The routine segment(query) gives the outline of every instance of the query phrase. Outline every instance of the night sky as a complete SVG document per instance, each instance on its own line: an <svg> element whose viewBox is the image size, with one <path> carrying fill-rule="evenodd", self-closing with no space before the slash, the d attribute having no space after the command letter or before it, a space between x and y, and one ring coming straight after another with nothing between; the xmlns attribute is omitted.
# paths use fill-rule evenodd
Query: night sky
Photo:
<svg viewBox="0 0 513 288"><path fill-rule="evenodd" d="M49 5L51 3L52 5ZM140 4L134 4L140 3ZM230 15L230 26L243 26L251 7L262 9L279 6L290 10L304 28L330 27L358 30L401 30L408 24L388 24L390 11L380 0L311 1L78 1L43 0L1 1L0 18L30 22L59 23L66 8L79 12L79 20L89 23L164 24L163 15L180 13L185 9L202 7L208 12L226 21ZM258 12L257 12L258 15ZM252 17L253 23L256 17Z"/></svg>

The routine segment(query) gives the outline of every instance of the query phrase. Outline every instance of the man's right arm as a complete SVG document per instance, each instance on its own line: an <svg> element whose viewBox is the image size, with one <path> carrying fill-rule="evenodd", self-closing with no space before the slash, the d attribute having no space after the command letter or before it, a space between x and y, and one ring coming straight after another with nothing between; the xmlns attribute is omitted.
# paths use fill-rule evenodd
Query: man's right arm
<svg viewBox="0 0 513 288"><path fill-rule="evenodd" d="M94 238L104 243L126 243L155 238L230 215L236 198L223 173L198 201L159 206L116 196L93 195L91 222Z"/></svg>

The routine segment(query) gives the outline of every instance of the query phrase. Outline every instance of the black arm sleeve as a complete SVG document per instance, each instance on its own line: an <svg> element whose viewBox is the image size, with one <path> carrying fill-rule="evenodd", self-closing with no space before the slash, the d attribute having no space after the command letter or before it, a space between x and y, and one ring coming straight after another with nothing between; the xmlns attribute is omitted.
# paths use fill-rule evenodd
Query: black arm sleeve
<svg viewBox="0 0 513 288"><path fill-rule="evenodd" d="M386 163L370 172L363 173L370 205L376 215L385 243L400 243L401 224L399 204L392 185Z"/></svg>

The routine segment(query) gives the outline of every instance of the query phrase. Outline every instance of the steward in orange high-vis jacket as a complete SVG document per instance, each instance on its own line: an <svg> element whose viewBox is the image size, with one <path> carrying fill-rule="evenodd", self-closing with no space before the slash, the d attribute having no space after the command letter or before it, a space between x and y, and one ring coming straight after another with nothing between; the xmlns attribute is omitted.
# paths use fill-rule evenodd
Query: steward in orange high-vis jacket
════════════════
Retype every one of the lines above, character for character.

* [Result of this exercise]
The routine segment(query) gives the outline of every instance of the query phrase. Outline every instance of the night sky as a complete SVG document per instance, each instance on its own line: an <svg> element whose viewBox is the image size, with one <path> carrying fill-rule="evenodd", self-closing with no space before the slash, the d attribute having no space after the command letter or before it, a space between x and y, and one ring coming straight after another with nothing between; the xmlns attribute is omitted.
# paths use fill-rule evenodd
Query: night sky
Photo:
<svg viewBox="0 0 513 288"><path fill-rule="evenodd" d="M49 5L51 3L52 5ZM140 4L134 4L140 3ZM230 15L230 26L243 26L251 7L262 9L279 6L290 10L304 28L330 27L358 30L401 30L408 24L388 24L390 11L380 0L311 1L78 1L43 0L1 1L0 18L30 22L59 23L66 8L79 12L79 20L89 23L164 24L163 15L180 13L185 9L202 7L208 12L226 21ZM258 12L257 12L258 15ZM252 17L253 23L256 17Z"/></svg>

The routine segment(query) gives the outline of every instance of the query phrase. Outline every instance of the man's right arm as a complete SVG document per instance, each instance on its own line: an <svg> element whose viewBox is the image size, with one <path> carrying fill-rule="evenodd", self-closing with no space before the slash, the d attribute having no space after the command letter or before it, a space between x and y, and one ring coming straight after another with nothing between; the xmlns attribute is omitted.
# paths use fill-rule evenodd
Query: man's right arm
<svg viewBox="0 0 513 288"><path fill-rule="evenodd" d="M94 238L104 243L126 243L155 238L230 215L236 198L223 173L198 201L159 206L116 196L93 195L91 222Z"/></svg>

The routine segment(query) gives the outline of every instance of the query phrase. Outline every instance of the black arm sleeve as a complete SVG document per instance, each instance on its own line: an <svg> element whose viewBox is the image size, with one <path> carrying fill-rule="evenodd", self-closing with no space before the slash, the d attribute having no space after the command letter or before it, a space between x and y, and one ring coming straight after another with nothing between; the xmlns attribute is omitted.
# paths use fill-rule evenodd
Query: black arm sleeve
<svg viewBox="0 0 513 288"><path fill-rule="evenodd" d="M386 163L370 172L363 173L370 205L376 215L385 243L400 243L401 224L399 204L392 185Z"/></svg>

The routine segment(query) gives the outline of every instance of the query phrase. Outline every instance of the steward in orange high-vis jacket as a complete SVG document per instance, each instance on its own line: an <svg> element whose viewBox is the image size, with one <path> carrying fill-rule="evenodd", self-closing with no space before the slash, the d attribute having no space after the command letter or before it, a space between x and y, and one ring coming straight after another with nothing between; the xmlns attribute is omitted.
# paths use fill-rule evenodd
Query: steward in orange high-vis jacket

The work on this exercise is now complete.